Required work: Exact copies of all the records are the expected output.
-- Opening Marker --
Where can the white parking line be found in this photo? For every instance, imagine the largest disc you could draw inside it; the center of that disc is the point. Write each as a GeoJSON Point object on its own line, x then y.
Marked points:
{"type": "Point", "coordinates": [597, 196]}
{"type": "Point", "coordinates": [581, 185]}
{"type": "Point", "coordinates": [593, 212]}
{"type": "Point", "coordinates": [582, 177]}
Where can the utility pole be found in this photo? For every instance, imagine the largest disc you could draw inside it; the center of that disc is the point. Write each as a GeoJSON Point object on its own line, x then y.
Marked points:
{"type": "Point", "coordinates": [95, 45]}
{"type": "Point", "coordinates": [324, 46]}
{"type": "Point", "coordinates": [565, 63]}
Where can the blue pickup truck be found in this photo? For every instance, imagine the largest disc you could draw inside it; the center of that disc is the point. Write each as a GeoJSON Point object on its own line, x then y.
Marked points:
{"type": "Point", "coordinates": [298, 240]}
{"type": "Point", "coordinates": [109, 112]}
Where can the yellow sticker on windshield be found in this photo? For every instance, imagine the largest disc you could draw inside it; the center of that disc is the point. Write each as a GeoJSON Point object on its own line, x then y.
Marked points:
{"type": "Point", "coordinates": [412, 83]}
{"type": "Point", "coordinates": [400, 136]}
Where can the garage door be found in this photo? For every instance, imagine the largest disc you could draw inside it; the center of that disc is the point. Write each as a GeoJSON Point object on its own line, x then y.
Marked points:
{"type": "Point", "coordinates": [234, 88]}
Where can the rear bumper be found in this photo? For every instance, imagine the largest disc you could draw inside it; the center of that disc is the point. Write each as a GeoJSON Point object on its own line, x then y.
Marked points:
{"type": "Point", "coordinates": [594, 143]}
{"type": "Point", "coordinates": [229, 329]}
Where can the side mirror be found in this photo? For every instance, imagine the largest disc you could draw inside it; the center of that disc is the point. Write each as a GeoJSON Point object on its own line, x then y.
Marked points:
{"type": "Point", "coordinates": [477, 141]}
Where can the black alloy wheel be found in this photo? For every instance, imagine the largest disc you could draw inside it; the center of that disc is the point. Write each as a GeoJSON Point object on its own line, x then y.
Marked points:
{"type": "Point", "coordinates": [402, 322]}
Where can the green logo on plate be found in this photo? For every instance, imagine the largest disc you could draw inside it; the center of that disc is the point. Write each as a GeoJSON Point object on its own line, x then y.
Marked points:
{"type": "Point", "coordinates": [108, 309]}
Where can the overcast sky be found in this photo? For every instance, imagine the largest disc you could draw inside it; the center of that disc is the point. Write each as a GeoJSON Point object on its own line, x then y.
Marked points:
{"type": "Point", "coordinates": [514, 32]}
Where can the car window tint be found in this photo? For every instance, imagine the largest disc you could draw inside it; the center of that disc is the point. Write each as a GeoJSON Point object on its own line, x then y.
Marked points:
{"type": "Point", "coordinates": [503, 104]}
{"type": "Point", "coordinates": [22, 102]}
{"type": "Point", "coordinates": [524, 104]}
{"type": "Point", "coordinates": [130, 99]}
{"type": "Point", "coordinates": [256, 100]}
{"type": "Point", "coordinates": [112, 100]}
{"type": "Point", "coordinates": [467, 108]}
-- Closing Marker --
Exercise answer:
Where can the white parking line be found in this photo? For every instance, imagine the largest disc you could draw inside it; the center of that disc is the point. Write each as a GeoJSON Point object on its own line, x then y.
Marked points:
{"type": "Point", "coordinates": [597, 196]}
{"type": "Point", "coordinates": [581, 185]}
{"type": "Point", "coordinates": [593, 212]}
{"type": "Point", "coordinates": [582, 177]}
Where can the utility pole be found in this photo? For every instance, imagine the largest disc you could draw inside it; the center of that disc is the point. Write each as a GeoJSON Point object on its own line, x then y.
Marked points:
{"type": "Point", "coordinates": [95, 45]}
{"type": "Point", "coordinates": [324, 46]}
{"type": "Point", "coordinates": [565, 63]}
Where can the blue pickup truck be found in this photo? For every instance, imagine the largest disc you could draw inside it; the center of that disc is the point. Write each as a GeoJSON Point object on its own line, x then y.
Marked points:
{"type": "Point", "coordinates": [298, 240]}
{"type": "Point", "coordinates": [109, 112]}
Where can the yellow sticker on windshield be found in this photo? For every instance, imagine the largest disc you could draw inside it; the center of that disc is the point. Write each as a GeoJSON Point object on its own line, x then y.
Marked points:
{"type": "Point", "coordinates": [412, 83]}
{"type": "Point", "coordinates": [400, 136]}
Where can the garage door be found in this photo? For every instance, imagine the largest disc you could draw inside it; the center of that disc is the point. Write each as a GeoJSON Point object on its own line, x then y.
Marked points:
{"type": "Point", "coordinates": [234, 88]}
Where can the rear bumper be found in this photo? For every instance, imagine the largest disc you could draw inside it; the center of that disc is the point. Write each as a GeoJSON Point object on its own line, x then y.
Marked points:
{"type": "Point", "coordinates": [594, 143]}
{"type": "Point", "coordinates": [229, 329]}
Where can the side mirror be found in this photo? For every instance, imagine the largest disc you could draw inside it; the center of that disc is the point. Write each as a GeoJSON Point object on its own line, x then y.
Marked points:
{"type": "Point", "coordinates": [477, 141]}
Where can the black alloy wheel be found in this photo? For every instance, imagine the largest disc you could draw inside it; the center of that disc is the point. Write each as a GeoJSON Point object on its own line, x then y.
Marked points:
{"type": "Point", "coordinates": [402, 322]}
Where can the green logo on plate be found in this photo? For every instance, imagine the largest disc you could draw inside it; the center of that disc is the point. Write each as a GeoJSON Point object on its own line, x then y.
Marked points:
{"type": "Point", "coordinates": [108, 309]}
Where can the overcast sky be found in this photo? For every instance, imagine the largest disc you could draw inside it; the center of that disc is the point. Write each as a GeoJSON Point object on its own line, x then y.
Marked points:
{"type": "Point", "coordinates": [514, 32]}
Where can the car window tint be found in this photo? For every instance, imagine the largest disc you could draw inside it; the center of that disc is the point. Write each as a GeoJSON Point object on its own line, x then y.
Marked points:
{"type": "Point", "coordinates": [503, 104]}
{"type": "Point", "coordinates": [22, 102]}
{"type": "Point", "coordinates": [524, 104]}
{"type": "Point", "coordinates": [130, 99]}
{"type": "Point", "coordinates": [256, 100]}
{"type": "Point", "coordinates": [112, 100]}
{"type": "Point", "coordinates": [467, 108]}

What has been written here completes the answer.